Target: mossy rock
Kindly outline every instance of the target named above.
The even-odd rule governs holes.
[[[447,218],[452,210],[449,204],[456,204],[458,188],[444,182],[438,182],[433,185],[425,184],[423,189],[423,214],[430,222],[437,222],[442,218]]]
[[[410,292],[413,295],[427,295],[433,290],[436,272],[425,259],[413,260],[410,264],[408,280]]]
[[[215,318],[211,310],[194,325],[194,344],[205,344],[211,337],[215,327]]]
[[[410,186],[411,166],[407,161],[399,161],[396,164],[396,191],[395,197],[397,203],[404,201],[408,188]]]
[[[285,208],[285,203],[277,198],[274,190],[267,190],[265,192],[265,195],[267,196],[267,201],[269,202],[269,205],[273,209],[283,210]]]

══════════════════════════════

The problem:
Please transcribe the full listing exactly, down to the last line.

Written solution:
Target: mossy rock
Kindly outline every instance of the target named above.
The even-odd rule governs holes.
[[[447,218],[452,210],[449,204],[456,204],[458,188],[444,182],[438,182],[433,185],[425,184],[423,189],[423,214],[430,222],[437,222],[442,218]]]
[[[410,292],[413,295],[427,295],[433,290],[436,272],[425,259],[413,260],[410,264],[408,280]]]
[[[215,318],[211,310],[194,325],[194,344],[205,344],[211,337],[215,327]]]
[[[410,186],[411,166],[407,161],[399,161],[396,164],[396,191],[395,197],[397,203],[404,201],[408,188]]]
[[[285,208],[285,203],[277,198],[274,190],[267,190],[265,192],[265,195],[267,196],[267,201],[269,202],[269,205],[273,209],[283,210]]]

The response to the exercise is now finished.